> Set problem:
Reproduce word for word the stretch of the essay below on brands and political messaging from "So I think it's" to "of some sorts.".

start Passage given

Somewhere along the line, I think people also began to think more about where their money goes, what products they buy and which companies they support. People nowadays choose their products not only for functionality or quality but what that product is intended to express.

Essentially, when we buy a product or wear a certain brand it's often in an attempt to express some sort of value.

So I think it's only natural that brands are now more aware of not only where they're advertising but the messages they choose to express. For instance, if you wear Patagonia it could get an expression that you enjoy more expensive, high-quality clothes but that you also support fighting climate change of some sorts.

Companies have already begun to think more about their messaging and who they support with their advertising dollars. Keurig at one point pulled their advertising from Sean Hannity, much to the ire of his fans. Most recently, Roku removed the infamous InfoWars channel from their platform, following suit of other platforms such as Facebook and Spotify.

Ultimately, corporations essentially act and are treated as private citizens. They've been influencing politics for so long that it's almost a natural progression that they then begin to influence and make statements on public opinion. Since the Citizens United v. Federal Election Commission Supreme Court decision, spending money on political causes is protected by the First Amendment under free speech. Companies can then give money freely in politics, so long as it wasn't going directly to any politicians. Many companies have already spent hundreds of millions of "dark money" to secretly fund campaigns and political parties.

Gillette wasn't the first company to make a statement/advertisement that comes off as polarizing, and it certainly won't be the last. If anything, these past few years have proven that companies can say such things without fear of greatly damaging their businesses. For instance, Nike's sales increased by 31 percent following their Kaepernick ad. As we become more socially aware, so will the companies that we purchase from.

end Passage given
start Given data

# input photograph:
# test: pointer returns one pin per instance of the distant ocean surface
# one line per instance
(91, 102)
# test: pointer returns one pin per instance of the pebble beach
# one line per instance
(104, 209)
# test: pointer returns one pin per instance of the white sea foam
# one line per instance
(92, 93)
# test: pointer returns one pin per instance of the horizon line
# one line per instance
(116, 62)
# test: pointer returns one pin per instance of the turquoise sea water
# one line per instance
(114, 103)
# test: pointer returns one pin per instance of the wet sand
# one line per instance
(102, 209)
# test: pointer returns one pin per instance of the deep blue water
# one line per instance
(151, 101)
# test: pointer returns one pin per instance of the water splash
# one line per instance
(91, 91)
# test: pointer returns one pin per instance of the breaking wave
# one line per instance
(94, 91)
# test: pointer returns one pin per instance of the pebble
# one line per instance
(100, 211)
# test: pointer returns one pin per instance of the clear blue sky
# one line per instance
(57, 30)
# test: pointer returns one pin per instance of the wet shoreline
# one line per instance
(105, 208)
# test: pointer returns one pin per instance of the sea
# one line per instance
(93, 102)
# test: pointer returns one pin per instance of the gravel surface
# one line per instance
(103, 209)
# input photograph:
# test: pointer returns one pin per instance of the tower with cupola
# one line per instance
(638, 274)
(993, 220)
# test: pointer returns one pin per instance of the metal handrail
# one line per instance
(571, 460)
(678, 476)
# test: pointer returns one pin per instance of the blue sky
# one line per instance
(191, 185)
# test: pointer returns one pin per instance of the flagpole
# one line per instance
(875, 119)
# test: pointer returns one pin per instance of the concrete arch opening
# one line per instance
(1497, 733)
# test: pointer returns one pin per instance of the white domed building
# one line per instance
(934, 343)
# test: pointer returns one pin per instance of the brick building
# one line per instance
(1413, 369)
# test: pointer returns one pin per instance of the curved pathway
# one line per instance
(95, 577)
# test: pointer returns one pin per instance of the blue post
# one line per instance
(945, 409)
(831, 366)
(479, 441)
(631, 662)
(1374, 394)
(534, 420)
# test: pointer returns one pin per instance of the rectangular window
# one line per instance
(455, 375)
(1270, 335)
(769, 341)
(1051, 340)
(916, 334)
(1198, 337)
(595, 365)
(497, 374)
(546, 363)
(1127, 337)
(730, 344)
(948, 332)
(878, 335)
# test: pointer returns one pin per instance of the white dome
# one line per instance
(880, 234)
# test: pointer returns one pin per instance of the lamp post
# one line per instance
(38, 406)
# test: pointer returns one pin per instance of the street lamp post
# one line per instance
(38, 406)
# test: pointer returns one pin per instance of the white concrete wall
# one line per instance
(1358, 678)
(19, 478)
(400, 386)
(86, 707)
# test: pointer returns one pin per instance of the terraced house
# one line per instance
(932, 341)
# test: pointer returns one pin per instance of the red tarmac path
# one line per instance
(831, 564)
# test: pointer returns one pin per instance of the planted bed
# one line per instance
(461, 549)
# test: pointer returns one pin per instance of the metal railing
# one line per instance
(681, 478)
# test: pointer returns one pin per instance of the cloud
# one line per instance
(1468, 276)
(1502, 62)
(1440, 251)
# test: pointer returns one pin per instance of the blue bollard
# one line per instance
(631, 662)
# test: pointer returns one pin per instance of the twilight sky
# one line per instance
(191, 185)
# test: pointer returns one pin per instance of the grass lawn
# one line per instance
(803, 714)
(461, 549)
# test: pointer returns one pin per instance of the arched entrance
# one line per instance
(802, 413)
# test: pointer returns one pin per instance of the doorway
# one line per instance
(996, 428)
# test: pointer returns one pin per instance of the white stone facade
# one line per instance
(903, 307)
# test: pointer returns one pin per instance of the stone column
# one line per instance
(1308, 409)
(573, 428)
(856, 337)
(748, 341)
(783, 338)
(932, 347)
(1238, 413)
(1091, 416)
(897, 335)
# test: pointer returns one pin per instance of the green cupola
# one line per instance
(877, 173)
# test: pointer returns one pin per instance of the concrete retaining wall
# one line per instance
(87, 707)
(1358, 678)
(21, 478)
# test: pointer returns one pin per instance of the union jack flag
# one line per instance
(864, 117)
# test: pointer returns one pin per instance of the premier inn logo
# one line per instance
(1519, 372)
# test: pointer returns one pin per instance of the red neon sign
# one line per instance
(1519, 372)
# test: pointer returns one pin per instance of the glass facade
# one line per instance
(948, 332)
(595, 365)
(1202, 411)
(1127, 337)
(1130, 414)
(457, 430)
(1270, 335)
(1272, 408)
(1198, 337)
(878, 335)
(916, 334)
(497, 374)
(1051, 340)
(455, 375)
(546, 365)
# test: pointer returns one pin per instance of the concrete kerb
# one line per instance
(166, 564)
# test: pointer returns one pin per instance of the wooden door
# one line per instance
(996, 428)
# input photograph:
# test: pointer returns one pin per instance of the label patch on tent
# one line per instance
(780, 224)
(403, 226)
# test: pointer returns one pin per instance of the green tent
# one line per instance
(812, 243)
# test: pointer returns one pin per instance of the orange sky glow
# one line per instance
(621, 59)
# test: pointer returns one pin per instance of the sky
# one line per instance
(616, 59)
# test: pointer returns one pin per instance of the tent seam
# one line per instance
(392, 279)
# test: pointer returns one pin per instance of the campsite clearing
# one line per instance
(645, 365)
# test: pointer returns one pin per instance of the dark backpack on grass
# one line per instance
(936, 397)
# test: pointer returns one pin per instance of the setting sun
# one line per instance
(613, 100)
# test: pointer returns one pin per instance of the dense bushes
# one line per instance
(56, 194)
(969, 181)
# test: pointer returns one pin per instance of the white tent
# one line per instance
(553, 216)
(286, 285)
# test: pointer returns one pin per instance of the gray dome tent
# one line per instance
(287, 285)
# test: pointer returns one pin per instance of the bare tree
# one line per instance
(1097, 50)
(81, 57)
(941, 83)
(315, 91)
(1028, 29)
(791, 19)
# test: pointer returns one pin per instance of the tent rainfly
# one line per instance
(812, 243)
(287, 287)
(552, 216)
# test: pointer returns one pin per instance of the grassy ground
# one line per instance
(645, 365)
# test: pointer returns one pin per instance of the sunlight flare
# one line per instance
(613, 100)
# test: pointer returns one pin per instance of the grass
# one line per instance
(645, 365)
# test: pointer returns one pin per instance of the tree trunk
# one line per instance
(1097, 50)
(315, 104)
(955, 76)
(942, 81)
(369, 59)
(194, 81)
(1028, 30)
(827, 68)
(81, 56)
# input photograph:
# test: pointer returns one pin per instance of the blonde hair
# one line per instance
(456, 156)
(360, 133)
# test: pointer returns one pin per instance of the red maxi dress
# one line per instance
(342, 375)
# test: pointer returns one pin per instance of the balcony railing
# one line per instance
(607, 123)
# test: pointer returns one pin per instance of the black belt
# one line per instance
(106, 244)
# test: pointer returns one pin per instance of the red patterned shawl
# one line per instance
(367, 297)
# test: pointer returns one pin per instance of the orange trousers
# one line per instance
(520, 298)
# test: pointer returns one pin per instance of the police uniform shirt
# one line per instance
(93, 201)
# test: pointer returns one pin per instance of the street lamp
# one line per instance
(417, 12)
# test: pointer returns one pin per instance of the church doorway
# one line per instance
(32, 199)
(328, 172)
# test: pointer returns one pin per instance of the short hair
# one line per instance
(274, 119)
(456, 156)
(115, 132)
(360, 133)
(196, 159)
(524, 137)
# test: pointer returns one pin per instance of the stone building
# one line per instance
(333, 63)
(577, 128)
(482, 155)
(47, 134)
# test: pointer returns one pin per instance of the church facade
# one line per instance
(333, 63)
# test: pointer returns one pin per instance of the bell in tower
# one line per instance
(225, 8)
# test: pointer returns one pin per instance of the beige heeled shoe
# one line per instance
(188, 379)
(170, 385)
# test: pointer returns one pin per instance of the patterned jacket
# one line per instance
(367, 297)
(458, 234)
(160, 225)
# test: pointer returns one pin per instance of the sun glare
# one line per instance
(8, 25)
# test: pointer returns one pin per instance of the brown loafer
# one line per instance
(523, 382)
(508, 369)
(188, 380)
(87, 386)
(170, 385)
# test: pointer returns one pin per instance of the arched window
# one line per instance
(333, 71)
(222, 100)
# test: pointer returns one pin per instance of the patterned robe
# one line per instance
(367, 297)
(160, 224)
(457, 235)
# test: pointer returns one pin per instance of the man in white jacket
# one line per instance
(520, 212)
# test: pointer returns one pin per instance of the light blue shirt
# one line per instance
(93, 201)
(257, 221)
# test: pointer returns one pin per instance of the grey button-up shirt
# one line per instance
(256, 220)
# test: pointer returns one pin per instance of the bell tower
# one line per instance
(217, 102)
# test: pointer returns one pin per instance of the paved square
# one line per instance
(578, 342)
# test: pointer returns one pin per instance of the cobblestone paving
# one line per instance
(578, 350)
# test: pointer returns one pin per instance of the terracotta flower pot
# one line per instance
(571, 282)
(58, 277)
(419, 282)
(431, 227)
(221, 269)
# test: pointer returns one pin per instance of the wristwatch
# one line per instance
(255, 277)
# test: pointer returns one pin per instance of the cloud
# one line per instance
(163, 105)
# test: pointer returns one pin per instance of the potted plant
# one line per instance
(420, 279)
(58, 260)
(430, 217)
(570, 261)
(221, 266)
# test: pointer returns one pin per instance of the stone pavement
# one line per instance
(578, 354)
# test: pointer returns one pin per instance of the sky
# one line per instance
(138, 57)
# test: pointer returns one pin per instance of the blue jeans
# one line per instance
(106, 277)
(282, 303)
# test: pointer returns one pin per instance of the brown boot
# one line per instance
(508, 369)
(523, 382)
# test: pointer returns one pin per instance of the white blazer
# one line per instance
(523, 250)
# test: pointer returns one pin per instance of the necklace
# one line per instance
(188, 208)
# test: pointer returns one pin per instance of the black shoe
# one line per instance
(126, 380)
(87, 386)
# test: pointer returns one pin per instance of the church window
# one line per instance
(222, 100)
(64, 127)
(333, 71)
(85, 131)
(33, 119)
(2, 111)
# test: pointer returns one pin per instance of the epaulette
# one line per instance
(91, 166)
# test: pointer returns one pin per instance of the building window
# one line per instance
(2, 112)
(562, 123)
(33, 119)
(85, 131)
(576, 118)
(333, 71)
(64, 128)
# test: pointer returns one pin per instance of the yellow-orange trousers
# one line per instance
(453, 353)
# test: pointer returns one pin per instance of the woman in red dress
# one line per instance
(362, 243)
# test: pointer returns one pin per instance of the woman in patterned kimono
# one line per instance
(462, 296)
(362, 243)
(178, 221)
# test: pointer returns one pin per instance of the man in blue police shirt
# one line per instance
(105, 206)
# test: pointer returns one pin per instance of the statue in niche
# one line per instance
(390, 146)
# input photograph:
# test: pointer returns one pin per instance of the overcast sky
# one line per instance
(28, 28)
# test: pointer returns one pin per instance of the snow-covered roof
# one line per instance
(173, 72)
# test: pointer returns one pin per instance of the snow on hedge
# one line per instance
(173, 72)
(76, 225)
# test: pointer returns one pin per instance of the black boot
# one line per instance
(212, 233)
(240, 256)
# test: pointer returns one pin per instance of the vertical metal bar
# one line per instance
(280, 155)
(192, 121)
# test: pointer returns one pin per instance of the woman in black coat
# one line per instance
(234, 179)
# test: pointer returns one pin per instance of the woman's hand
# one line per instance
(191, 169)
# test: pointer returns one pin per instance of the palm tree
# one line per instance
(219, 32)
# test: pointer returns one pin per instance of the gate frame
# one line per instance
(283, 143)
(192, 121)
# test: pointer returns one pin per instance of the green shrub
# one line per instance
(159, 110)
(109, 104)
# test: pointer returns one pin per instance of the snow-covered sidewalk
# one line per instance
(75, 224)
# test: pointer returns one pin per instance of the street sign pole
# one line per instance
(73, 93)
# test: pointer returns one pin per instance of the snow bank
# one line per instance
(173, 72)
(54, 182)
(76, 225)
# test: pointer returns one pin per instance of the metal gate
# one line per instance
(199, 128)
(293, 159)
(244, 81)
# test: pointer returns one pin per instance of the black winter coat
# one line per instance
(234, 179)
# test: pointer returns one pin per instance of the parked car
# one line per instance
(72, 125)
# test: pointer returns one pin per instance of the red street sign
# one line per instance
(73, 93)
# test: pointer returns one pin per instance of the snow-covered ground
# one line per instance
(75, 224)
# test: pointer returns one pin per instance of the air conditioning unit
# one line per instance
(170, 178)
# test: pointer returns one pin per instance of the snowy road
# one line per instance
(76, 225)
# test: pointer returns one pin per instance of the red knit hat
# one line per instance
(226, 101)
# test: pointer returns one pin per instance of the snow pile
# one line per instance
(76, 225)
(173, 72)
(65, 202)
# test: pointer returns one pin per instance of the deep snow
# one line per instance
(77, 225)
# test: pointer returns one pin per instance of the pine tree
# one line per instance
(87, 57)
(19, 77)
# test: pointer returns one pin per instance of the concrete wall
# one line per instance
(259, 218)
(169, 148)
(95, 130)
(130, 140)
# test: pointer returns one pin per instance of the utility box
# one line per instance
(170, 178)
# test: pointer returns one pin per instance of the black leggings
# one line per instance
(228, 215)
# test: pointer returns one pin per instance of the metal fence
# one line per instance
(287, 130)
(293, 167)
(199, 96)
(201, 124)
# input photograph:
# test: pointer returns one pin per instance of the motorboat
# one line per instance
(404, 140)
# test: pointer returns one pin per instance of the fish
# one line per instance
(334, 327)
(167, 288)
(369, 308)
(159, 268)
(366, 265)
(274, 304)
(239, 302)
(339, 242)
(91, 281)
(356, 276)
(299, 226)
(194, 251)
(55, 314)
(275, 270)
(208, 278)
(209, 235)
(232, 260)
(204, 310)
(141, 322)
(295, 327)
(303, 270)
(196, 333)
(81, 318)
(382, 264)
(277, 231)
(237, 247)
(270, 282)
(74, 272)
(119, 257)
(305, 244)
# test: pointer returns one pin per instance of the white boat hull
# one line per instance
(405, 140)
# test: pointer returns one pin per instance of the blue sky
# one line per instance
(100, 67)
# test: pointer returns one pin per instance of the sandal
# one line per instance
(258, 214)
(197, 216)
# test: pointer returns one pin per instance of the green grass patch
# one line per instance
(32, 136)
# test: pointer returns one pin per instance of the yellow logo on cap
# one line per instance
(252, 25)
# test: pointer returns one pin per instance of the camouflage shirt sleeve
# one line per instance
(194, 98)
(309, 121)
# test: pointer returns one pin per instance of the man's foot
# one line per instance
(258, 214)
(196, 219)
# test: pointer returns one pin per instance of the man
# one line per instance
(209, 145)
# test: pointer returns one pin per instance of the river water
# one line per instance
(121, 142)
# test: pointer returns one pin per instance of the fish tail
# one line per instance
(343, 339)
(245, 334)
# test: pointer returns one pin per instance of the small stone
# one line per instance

end Given data

> The completed task:
So I think it's only natural that brands are now more aware of not only where they're advertising but the messages they choose to express. For instance, if you wear Patagonia it could get an expression that you enjoy more expensive, high-quality clothes but that you also support fighting climate change of some sorts.